(TO DO):
Quote the records word for word, from their first line through the line containing "pixel 223 379", both included.
** START **
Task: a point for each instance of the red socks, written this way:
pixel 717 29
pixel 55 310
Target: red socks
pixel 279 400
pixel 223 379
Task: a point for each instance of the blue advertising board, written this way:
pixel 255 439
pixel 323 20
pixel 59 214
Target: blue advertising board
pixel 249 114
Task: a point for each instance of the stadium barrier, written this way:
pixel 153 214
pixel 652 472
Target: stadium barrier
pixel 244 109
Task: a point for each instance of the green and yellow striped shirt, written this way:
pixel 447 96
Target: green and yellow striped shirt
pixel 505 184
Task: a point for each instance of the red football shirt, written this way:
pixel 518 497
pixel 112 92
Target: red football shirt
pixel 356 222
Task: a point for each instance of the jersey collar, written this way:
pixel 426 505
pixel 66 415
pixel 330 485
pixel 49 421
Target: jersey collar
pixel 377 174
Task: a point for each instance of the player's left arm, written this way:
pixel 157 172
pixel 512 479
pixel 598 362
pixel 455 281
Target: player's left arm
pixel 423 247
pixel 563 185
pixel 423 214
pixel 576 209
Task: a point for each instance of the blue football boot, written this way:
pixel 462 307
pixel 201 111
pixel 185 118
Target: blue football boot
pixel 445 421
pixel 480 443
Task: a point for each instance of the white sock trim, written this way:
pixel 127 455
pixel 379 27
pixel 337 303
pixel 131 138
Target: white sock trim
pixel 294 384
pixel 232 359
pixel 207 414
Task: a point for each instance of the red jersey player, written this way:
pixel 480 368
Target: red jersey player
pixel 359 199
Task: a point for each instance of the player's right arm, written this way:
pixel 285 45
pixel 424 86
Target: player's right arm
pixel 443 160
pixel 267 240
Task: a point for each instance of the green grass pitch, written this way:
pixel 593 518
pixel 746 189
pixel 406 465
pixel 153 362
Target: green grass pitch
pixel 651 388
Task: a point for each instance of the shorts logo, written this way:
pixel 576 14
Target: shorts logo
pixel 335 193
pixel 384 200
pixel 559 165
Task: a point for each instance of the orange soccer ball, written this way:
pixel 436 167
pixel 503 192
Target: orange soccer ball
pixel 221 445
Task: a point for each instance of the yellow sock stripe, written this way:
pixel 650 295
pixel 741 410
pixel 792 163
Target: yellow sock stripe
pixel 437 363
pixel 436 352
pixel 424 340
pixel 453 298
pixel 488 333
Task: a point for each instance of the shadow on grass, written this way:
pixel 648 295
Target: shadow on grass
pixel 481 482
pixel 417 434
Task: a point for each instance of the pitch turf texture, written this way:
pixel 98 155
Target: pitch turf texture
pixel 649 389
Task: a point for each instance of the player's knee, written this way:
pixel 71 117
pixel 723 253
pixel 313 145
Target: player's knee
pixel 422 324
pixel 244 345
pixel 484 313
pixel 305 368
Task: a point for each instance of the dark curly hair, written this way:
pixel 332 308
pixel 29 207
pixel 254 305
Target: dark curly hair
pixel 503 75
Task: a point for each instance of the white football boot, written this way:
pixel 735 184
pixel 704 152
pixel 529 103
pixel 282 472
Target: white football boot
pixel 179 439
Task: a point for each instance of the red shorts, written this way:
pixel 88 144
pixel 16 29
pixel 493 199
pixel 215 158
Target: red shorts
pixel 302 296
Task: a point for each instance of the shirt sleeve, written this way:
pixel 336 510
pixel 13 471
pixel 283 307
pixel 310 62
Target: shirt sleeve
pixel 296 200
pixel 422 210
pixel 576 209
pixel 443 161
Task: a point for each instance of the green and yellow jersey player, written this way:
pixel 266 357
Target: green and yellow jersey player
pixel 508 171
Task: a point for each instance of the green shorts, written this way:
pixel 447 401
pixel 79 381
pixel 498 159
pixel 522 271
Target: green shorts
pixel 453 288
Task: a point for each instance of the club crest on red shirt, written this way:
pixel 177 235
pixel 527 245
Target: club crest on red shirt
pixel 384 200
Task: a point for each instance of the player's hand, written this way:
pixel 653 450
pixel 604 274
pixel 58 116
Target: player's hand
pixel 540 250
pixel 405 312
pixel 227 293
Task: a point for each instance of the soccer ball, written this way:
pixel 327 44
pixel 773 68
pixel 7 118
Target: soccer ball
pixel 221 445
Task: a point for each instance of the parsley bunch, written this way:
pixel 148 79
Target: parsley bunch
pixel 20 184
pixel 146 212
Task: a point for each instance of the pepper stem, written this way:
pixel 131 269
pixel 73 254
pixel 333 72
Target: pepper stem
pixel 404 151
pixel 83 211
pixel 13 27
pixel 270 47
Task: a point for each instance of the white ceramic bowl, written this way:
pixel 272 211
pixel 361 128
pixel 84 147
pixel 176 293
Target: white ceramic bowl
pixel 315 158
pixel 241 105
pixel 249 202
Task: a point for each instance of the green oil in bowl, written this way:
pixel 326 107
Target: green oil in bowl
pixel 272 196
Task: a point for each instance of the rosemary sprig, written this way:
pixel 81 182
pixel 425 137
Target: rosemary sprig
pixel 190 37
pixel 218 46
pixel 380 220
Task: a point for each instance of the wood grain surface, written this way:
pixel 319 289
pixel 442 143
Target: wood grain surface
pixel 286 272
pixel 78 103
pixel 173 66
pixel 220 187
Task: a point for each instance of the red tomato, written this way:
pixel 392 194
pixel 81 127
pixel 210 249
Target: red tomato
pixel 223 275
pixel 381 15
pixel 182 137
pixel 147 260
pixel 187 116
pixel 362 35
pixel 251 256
** END **
(CORRECT OUTPUT):
Task: a point for each instance of the red socks, written this way:
pixel 717 29
pixel 55 310
Target: red socks
pixel 279 400
pixel 223 379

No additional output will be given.